Referring expression data:
┌──
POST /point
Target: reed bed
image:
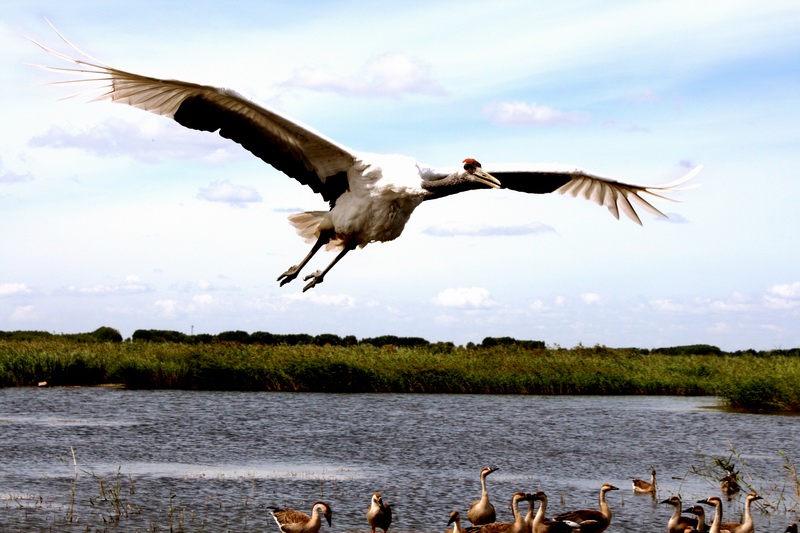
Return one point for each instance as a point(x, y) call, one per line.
point(742, 380)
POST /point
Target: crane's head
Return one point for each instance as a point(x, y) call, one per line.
point(474, 172)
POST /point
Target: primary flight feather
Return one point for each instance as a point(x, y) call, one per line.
point(371, 196)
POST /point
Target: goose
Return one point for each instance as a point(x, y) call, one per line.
point(678, 523)
point(592, 520)
point(730, 485)
point(371, 196)
point(379, 513)
point(746, 526)
point(717, 522)
point(517, 526)
point(291, 521)
point(700, 513)
point(539, 523)
point(641, 486)
point(455, 519)
point(482, 511)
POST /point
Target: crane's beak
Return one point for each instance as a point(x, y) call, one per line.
point(481, 176)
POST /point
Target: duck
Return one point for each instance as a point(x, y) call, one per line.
point(539, 523)
point(379, 513)
point(291, 521)
point(730, 485)
point(700, 513)
point(717, 522)
point(517, 526)
point(678, 523)
point(455, 519)
point(641, 486)
point(746, 526)
point(482, 511)
point(592, 520)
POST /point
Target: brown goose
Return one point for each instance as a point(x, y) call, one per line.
point(641, 486)
point(747, 522)
point(730, 485)
point(379, 513)
point(539, 523)
point(455, 519)
point(592, 520)
point(717, 522)
point(678, 523)
point(291, 521)
point(517, 526)
point(700, 513)
point(482, 511)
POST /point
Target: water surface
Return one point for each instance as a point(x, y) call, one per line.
point(214, 461)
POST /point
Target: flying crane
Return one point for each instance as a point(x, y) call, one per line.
point(371, 196)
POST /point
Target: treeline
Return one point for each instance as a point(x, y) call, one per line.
point(263, 338)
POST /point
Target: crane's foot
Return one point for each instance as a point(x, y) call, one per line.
point(315, 278)
point(289, 275)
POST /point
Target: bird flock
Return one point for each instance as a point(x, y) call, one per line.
point(483, 518)
point(370, 196)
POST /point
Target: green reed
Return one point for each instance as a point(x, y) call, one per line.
point(766, 382)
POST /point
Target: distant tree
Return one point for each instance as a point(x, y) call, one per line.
point(328, 338)
point(392, 340)
point(690, 349)
point(242, 337)
point(489, 342)
point(158, 335)
point(107, 334)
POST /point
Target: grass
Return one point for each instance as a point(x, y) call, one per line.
point(752, 381)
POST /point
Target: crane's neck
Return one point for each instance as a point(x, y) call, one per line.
point(452, 184)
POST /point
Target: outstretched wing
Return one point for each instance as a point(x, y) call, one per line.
point(614, 195)
point(294, 149)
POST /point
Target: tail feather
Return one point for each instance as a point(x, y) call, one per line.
point(310, 224)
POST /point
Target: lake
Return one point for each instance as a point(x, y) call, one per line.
point(214, 461)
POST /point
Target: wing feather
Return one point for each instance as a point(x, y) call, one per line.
point(294, 149)
point(616, 196)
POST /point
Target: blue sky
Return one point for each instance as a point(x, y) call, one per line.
point(112, 216)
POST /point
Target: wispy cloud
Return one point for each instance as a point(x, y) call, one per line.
point(230, 193)
point(460, 230)
point(11, 289)
point(531, 114)
point(115, 138)
point(465, 297)
point(8, 176)
point(25, 313)
point(131, 285)
point(387, 75)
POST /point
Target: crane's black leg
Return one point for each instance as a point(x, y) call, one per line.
point(318, 276)
point(292, 273)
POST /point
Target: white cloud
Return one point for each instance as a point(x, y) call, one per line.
point(791, 290)
point(465, 297)
point(168, 308)
point(230, 193)
point(8, 176)
point(151, 139)
point(331, 300)
point(131, 285)
point(531, 114)
point(458, 230)
point(387, 75)
point(591, 298)
point(9, 289)
point(24, 313)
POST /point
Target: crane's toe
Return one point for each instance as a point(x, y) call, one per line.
point(289, 275)
point(315, 278)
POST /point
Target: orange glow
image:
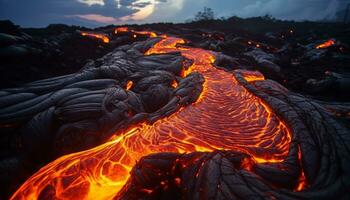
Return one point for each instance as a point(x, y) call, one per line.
point(326, 44)
point(121, 30)
point(129, 85)
point(226, 117)
point(174, 84)
point(251, 76)
point(126, 29)
point(302, 179)
point(103, 37)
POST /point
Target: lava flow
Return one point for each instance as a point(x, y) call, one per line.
point(226, 117)
point(326, 44)
point(104, 38)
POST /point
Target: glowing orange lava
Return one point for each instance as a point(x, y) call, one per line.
point(326, 44)
point(126, 30)
point(129, 85)
point(226, 117)
point(104, 38)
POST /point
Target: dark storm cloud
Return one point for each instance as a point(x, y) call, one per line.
point(43, 12)
point(283, 9)
point(97, 12)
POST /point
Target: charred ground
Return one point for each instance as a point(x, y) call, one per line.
point(283, 51)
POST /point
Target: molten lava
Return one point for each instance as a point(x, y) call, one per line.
point(226, 117)
point(135, 33)
point(103, 37)
point(326, 44)
point(129, 85)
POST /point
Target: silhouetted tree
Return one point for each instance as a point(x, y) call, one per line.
point(206, 14)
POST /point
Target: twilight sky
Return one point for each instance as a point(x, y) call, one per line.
point(40, 13)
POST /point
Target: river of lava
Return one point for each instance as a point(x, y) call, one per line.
point(225, 117)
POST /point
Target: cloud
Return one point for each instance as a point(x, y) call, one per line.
point(97, 18)
point(92, 2)
point(38, 13)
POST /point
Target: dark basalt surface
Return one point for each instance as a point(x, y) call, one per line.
point(84, 100)
point(322, 141)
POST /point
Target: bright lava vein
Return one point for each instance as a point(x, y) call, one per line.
point(225, 117)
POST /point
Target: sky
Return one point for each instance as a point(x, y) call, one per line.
point(93, 13)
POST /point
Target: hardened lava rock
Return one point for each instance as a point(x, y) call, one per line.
point(319, 153)
point(48, 118)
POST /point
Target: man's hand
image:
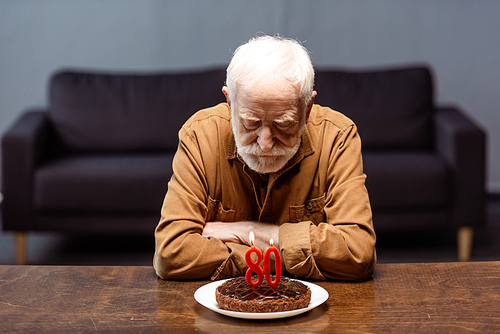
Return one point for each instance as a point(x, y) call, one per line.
point(238, 232)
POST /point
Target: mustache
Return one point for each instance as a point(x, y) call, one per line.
point(277, 150)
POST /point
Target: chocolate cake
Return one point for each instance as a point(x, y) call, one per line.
point(236, 295)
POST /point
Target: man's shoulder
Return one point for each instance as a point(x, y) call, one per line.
point(321, 115)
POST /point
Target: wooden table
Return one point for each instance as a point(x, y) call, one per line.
point(401, 298)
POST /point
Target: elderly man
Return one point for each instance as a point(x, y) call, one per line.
point(272, 162)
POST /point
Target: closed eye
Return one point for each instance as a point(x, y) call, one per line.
point(283, 125)
point(251, 124)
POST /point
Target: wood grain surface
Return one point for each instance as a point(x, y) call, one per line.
point(401, 298)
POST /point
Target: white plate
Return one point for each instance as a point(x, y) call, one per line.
point(205, 295)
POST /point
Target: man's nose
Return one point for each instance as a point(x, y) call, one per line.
point(265, 139)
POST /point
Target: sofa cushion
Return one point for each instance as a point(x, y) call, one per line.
point(406, 180)
point(392, 108)
point(124, 183)
point(117, 112)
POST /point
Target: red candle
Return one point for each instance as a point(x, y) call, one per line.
point(267, 265)
point(253, 266)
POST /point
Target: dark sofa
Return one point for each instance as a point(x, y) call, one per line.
point(98, 159)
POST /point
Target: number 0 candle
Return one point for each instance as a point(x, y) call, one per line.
point(277, 265)
point(253, 266)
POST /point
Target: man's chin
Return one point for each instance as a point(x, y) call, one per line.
point(265, 165)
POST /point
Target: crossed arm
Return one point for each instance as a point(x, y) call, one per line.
point(238, 233)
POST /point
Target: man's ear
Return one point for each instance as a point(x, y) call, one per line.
point(224, 90)
point(310, 104)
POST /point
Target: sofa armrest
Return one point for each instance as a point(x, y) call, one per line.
point(462, 145)
point(23, 146)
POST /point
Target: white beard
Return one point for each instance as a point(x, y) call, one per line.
point(280, 155)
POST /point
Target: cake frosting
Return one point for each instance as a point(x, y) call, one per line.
point(236, 295)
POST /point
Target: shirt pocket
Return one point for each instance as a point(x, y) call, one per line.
point(312, 210)
point(216, 212)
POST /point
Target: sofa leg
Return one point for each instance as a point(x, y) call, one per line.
point(465, 239)
point(20, 241)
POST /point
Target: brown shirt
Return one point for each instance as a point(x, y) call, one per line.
point(319, 201)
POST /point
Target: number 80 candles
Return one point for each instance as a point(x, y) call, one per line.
point(255, 266)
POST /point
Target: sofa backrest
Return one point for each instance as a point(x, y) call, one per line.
point(119, 112)
point(392, 108)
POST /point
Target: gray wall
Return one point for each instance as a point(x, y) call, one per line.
point(458, 38)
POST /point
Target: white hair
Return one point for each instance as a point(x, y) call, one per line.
point(266, 57)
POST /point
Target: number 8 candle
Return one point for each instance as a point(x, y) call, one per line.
point(277, 265)
point(253, 266)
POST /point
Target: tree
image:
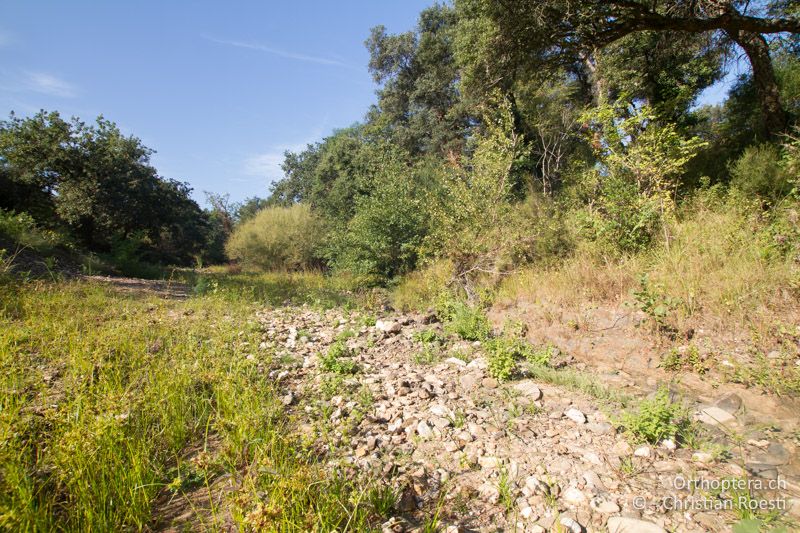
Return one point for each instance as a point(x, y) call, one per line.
point(98, 184)
point(419, 103)
point(560, 33)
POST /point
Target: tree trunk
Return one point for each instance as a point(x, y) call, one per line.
point(757, 50)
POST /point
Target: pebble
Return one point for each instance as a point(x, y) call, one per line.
point(575, 415)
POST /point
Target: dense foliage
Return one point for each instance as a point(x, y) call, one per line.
point(97, 186)
point(504, 135)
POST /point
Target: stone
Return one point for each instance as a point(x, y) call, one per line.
point(605, 507)
point(601, 428)
point(642, 451)
point(702, 457)
point(469, 381)
point(775, 455)
point(424, 430)
point(762, 470)
point(574, 496)
point(529, 390)
point(388, 326)
point(571, 524)
point(714, 416)
point(730, 403)
point(622, 524)
point(575, 415)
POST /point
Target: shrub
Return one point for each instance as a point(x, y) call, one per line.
point(22, 230)
point(759, 172)
point(468, 322)
point(383, 238)
point(278, 238)
point(656, 419)
point(333, 360)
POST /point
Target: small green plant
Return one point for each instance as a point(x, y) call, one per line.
point(427, 356)
point(428, 336)
point(335, 360)
point(654, 303)
point(469, 323)
point(344, 335)
point(656, 419)
point(501, 359)
point(505, 487)
point(382, 499)
point(689, 358)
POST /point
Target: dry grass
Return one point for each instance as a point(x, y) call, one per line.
point(717, 268)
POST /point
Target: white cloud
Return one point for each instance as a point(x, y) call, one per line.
point(42, 82)
point(282, 53)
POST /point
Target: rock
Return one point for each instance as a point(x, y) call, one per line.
point(600, 428)
point(388, 326)
point(730, 403)
point(489, 462)
point(571, 524)
point(762, 470)
point(642, 451)
point(574, 496)
point(702, 457)
point(424, 430)
point(622, 524)
point(575, 415)
point(529, 390)
point(407, 502)
point(469, 381)
point(775, 455)
point(714, 416)
point(605, 507)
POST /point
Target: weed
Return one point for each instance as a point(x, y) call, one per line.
point(656, 419)
point(336, 359)
point(688, 358)
point(505, 487)
point(428, 336)
point(650, 298)
point(469, 323)
point(427, 356)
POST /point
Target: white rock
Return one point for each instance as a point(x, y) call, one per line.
point(388, 326)
point(642, 451)
point(424, 430)
point(714, 416)
point(621, 524)
point(605, 507)
point(571, 524)
point(575, 415)
point(529, 389)
point(702, 457)
point(574, 496)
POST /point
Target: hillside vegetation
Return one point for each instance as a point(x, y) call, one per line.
point(538, 198)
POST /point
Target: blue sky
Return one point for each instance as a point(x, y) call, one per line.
point(218, 89)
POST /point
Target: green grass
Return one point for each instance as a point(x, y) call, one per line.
point(102, 394)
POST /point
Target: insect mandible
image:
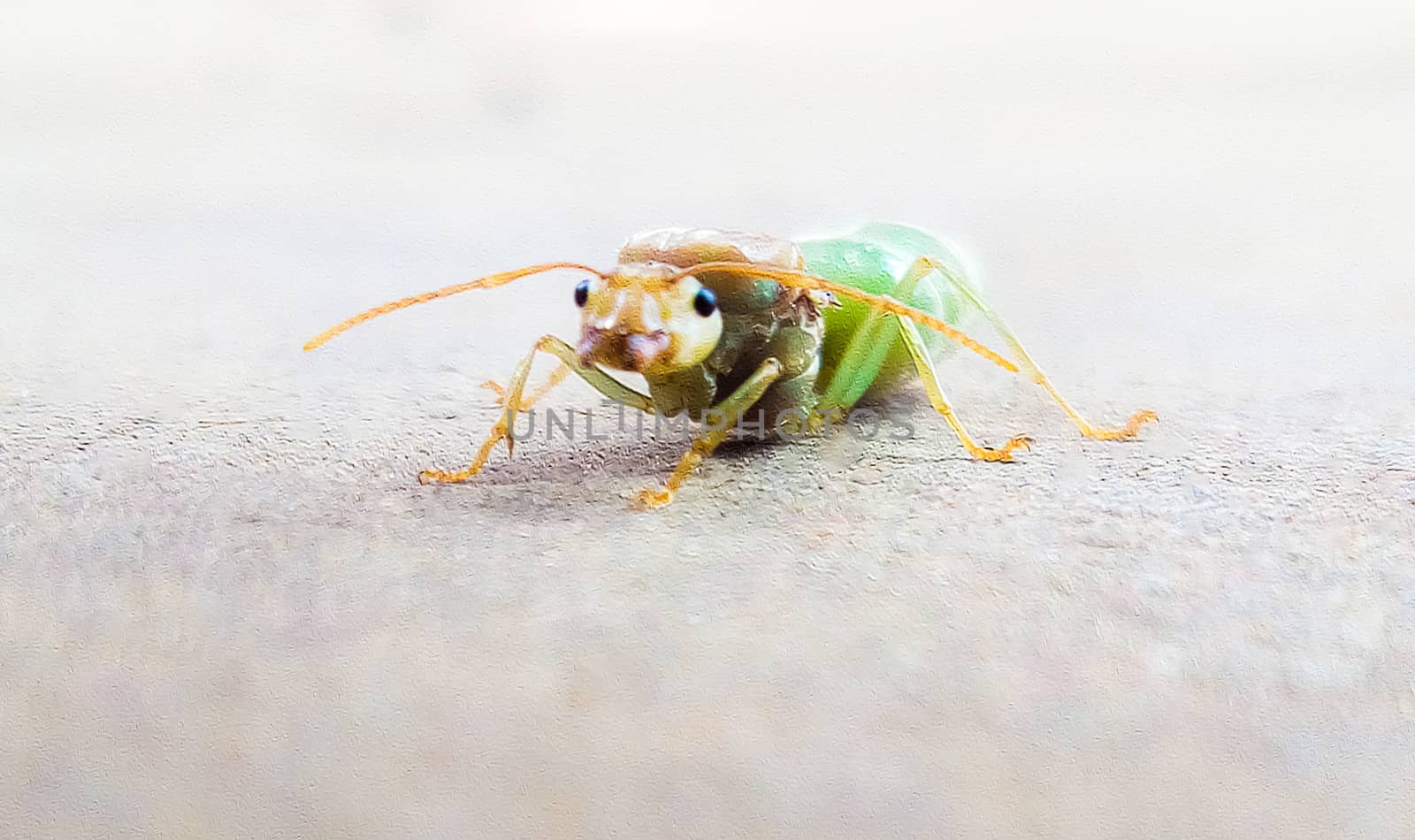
└──
Task prompt:
Give a count of the lines above that include the word "crane", and add nothing to it.

Solution for this task:
7